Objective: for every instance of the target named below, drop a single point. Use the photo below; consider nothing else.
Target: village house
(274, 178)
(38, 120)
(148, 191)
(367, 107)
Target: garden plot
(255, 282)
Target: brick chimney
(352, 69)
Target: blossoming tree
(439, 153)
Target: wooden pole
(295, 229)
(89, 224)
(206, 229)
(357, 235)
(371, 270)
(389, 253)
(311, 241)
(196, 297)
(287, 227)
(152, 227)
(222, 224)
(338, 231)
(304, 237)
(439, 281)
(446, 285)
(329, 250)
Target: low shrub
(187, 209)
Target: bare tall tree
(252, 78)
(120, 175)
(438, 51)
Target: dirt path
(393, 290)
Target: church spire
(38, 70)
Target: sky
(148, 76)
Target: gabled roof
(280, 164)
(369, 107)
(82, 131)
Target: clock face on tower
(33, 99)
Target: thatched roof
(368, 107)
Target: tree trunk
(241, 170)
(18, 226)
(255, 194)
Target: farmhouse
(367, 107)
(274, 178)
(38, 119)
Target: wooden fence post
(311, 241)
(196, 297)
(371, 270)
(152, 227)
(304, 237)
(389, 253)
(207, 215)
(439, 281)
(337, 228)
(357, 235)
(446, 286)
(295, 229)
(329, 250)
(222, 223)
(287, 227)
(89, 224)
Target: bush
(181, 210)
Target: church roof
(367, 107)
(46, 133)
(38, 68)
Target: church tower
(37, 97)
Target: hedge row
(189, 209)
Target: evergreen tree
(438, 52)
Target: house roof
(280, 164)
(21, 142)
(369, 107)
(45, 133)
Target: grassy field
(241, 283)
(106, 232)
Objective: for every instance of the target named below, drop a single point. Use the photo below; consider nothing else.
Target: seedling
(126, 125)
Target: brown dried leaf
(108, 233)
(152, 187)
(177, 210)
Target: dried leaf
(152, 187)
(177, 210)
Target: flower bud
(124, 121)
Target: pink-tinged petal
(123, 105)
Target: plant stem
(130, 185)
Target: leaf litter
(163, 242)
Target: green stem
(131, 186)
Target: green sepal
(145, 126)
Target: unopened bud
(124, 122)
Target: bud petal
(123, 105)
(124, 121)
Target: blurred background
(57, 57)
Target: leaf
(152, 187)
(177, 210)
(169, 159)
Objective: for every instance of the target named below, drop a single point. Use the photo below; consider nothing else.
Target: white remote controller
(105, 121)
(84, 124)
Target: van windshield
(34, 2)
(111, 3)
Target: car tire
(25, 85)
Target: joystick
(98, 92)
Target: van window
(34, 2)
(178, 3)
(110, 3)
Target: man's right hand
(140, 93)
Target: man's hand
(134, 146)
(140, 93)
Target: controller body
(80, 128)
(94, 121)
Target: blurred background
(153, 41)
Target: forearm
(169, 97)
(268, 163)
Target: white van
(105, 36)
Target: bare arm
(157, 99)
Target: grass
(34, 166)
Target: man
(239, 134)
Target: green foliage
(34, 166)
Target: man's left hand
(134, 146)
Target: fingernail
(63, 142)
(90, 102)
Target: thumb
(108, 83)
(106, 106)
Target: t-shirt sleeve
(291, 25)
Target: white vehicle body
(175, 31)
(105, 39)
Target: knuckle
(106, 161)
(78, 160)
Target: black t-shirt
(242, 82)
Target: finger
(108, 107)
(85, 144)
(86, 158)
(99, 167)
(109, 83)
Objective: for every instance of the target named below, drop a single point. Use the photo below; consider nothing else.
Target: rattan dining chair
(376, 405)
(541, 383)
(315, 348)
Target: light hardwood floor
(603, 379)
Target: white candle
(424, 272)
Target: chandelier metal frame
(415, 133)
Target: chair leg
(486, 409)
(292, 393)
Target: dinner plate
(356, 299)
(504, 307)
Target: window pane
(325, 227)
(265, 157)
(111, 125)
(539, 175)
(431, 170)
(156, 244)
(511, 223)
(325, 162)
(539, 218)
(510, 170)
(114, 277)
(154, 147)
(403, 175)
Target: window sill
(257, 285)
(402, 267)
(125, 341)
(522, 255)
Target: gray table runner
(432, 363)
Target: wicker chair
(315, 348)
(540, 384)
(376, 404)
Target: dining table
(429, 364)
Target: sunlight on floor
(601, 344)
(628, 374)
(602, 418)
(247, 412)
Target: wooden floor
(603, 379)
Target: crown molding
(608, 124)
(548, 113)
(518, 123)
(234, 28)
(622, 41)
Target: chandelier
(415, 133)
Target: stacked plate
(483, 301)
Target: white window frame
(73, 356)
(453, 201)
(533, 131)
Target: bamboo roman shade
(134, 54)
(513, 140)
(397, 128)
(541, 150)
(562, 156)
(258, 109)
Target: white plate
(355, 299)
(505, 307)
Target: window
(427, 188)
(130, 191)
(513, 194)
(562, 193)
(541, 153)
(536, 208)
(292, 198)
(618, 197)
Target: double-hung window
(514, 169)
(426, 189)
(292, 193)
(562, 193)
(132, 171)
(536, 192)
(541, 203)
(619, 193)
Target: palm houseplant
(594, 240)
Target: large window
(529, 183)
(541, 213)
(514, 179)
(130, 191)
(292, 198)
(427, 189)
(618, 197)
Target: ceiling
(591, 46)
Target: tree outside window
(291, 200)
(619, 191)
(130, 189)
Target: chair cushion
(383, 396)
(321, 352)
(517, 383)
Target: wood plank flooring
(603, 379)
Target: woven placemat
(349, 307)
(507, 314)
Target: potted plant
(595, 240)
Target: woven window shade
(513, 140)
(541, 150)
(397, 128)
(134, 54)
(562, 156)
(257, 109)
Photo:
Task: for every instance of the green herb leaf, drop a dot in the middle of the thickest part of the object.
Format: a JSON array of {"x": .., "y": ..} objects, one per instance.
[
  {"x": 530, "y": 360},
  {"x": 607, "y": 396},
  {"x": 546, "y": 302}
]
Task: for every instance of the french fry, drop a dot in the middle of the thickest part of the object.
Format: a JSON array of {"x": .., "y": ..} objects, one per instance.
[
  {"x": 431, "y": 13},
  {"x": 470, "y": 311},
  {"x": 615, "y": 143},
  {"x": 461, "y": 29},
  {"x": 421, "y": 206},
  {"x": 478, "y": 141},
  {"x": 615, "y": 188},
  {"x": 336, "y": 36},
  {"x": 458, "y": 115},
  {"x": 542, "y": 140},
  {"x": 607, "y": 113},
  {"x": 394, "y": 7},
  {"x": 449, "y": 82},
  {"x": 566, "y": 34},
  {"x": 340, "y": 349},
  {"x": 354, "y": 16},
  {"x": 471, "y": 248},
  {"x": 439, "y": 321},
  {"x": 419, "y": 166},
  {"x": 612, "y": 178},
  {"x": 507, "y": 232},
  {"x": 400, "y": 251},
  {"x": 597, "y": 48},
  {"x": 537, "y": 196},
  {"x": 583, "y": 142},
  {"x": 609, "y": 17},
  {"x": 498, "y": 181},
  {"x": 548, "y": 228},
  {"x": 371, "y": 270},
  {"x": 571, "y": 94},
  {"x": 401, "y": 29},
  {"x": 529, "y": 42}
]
•••••
AIM OF THE TASK: Write the data above out again in full, exactly.

COMPLETED TASK:
Objective: for every instance of the target named below, drop a single point. Use the photo below; consider nothing else.
Target: village house
(274, 178)
(38, 120)
(148, 191)
(367, 107)
Target: garden plot
(255, 282)
Target: brick chimney
(352, 69)
Target: blossoming tree
(439, 153)
Target: wooden pole
(295, 229)
(89, 224)
(206, 229)
(357, 235)
(371, 270)
(389, 253)
(311, 241)
(196, 297)
(287, 227)
(152, 227)
(222, 224)
(338, 231)
(304, 237)
(439, 281)
(446, 285)
(329, 250)
Target: low shrub
(187, 209)
Target: bare tall tree
(252, 78)
(120, 175)
(438, 51)
Target: dirt path
(393, 290)
Target: church spire
(38, 70)
Target: sky
(148, 76)
Target: gabled roof
(280, 164)
(369, 107)
(82, 131)
Target: clock face on tower
(33, 99)
Target: thatched roof
(368, 107)
Target: tree trunk
(241, 170)
(18, 226)
(255, 194)
Target: farmhouse
(367, 107)
(274, 178)
(38, 119)
Target: wooden fence post
(311, 241)
(196, 297)
(371, 270)
(152, 227)
(304, 237)
(389, 253)
(207, 215)
(439, 281)
(337, 228)
(357, 235)
(446, 286)
(295, 229)
(329, 250)
(222, 223)
(287, 227)
(89, 224)
Target: bush
(181, 210)
Target: church roof
(367, 107)
(46, 133)
(38, 68)
Target: church tower
(37, 97)
Target: hedge row
(189, 209)
Target: evergreen tree
(438, 52)
Target: house roof
(280, 164)
(21, 142)
(369, 107)
(45, 133)
Target: grassy field
(241, 283)
(106, 232)
Objective: for every instance of the target named below, drop a single point. Use the photo below; consider nothing else.
Target: seedling
(126, 125)
Target: brown dried leaf
(108, 233)
(152, 187)
(177, 210)
Target: dried leaf
(152, 187)
(177, 210)
Target: flower bud
(124, 121)
Target: pink-tinged petal
(123, 105)
Target: plant stem
(130, 185)
Target: leaf litter
(163, 242)
Target: green stem
(131, 186)
Target: green sepal
(145, 126)
Target: unopened bud
(124, 122)
Target: bud petal
(123, 105)
(124, 121)
Target: blurred background
(57, 57)
Target: leaf
(152, 187)
(177, 210)
(169, 159)
Objective: for every instance of the target named below, drop a single point. Use the photo below; consider nothing else.
Target: white remote controller
(105, 121)
(84, 124)
Target: van windshield
(34, 2)
(111, 3)
Target: car tire
(25, 85)
Target: joystick
(98, 92)
Target: van window
(34, 2)
(178, 3)
(110, 3)
Target: man's right hand
(140, 93)
Target: man's hand
(134, 146)
(140, 93)
Target: controller body
(80, 128)
(94, 121)
Target: blurred background
(153, 41)
Target: forearm
(169, 97)
(268, 163)
Target: white van
(105, 36)
Target: bare arm
(157, 99)
Target: grass
(34, 166)
Target: man
(239, 134)
Target: green foliage
(34, 166)
Target: man's left hand
(134, 146)
Target: fingernail
(63, 142)
(90, 102)
Target: thumb
(108, 83)
(106, 106)
Target: t-shirt sleeve
(291, 25)
Target: white vehicle body
(175, 31)
(105, 39)
Target: knuckle
(106, 161)
(78, 160)
Target: black t-shirt
(242, 82)
Target: finger
(108, 107)
(85, 144)
(86, 158)
(99, 167)
(109, 83)
Objective: for every instance of the target named below, drop a single point. Use the photo below; consider nothing else.
Target: rattan dining chair
(376, 405)
(541, 383)
(315, 348)
Target: light hardwood floor
(603, 379)
Target: white candle
(424, 272)
Target: chandelier metal frame
(415, 133)
Target: chair leg
(486, 409)
(292, 393)
Target: dinner plate
(356, 299)
(504, 307)
Target: window pane
(325, 227)
(265, 157)
(111, 125)
(539, 175)
(431, 170)
(156, 244)
(511, 223)
(325, 162)
(539, 218)
(510, 170)
(114, 277)
(154, 147)
(403, 175)
Target: window sill
(257, 285)
(402, 267)
(125, 341)
(522, 255)
Target: gray table runner
(432, 363)
Target: wicker chair
(315, 348)
(540, 384)
(376, 404)
Target: dining table
(429, 364)
Target: sunlight on floor
(601, 344)
(628, 374)
(602, 418)
(247, 412)
Target: wooden floor
(603, 379)
Target: crown molding
(608, 124)
(548, 113)
(518, 123)
(234, 28)
(622, 41)
Target: chandelier
(415, 133)
Target: stacked plate
(483, 301)
Target: white window frame
(73, 356)
(453, 201)
(533, 131)
Target: bamboo roman shade
(134, 54)
(513, 140)
(397, 128)
(541, 150)
(562, 156)
(258, 109)
Target: white plate
(355, 299)
(505, 307)
Target: window
(427, 188)
(130, 191)
(513, 194)
(562, 193)
(541, 153)
(536, 208)
(292, 198)
(618, 197)
Target: double-hung window
(514, 169)
(426, 189)
(292, 193)
(562, 193)
(132, 171)
(536, 192)
(541, 203)
(619, 193)
Target: palm houseplant
(594, 240)
Target: large window
(529, 183)
(541, 213)
(514, 179)
(130, 191)
(292, 198)
(427, 189)
(618, 197)
Target: ceiling
(591, 46)
Target: tree outside window
(291, 200)
(619, 191)
(130, 189)
Target: chair cushion
(383, 396)
(321, 352)
(517, 383)
Target: wood plank flooring
(603, 379)
Target: woven placemat
(349, 307)
(507, 314)
Target: potted plant
(595, 240)
Target: woven window shade
(513, 140)
(541, 150)
(397, 128)
(134, 54)
(562, 156)
(257, 109)
Photo:
Task: for every instance of the green herb leaf, drop a dot in the middle of the thickest part of the object.
Format: a JSON array of {"x": .., "y": ..} objects, one per instance.
[
  {"x": 530, "y": 360},
  {"x": 607, "y": 396},
  {"x": 546, "y": 302}
]
Task: for every instance of the french fry, drop a dot in the middle of the thickest part of the object.
Format: a JSON array of {"x": .., "y": ..} objects, one per instance.
[
  {"x": 431, "y": 13},
  {"x": 470, "y": 311},
  {"x": 615, "y": 143},
  {"x": 461, "y": 29},
  {"x": 421, "y": 206},
  {"x": 478, "y": 141},
  {"x": 615, "y": 188},
  {"x": 336, "y": 36},
  {"x": 458, "y": 115},
  {"x": 542, "y": 140},
  {"x": 607, "y": 113},
  {"x": 394, "y": 7},
  {"x": 449, "y": 82},
  {"x": 566, "y": 34},
  {"x": 340, "y": 349},
  {"x": 354, "y": 16},
  {"x": 471, "y": 248},
  {"x": 439, "y": 321},
  {"x": 419, "y": 166},
  {"x": 612, "y": 178},
  {"x": 507, "y": 232},
  {"x": 400, "y": 251},
  {"x": 597, "y": 48},
  {"x": 537, "y": 196},
  {"x": 583, "y": 142},
  {"x": 609, "y": 17},
  {"x": 498, "y": 181},
  {"x": 548, "y": 228},
  {"x": 371, "y": 270},
  {"x": 571, "y": 94},
  {"x": 401, "y": 29},
  {"x": 529, "y": 42}
]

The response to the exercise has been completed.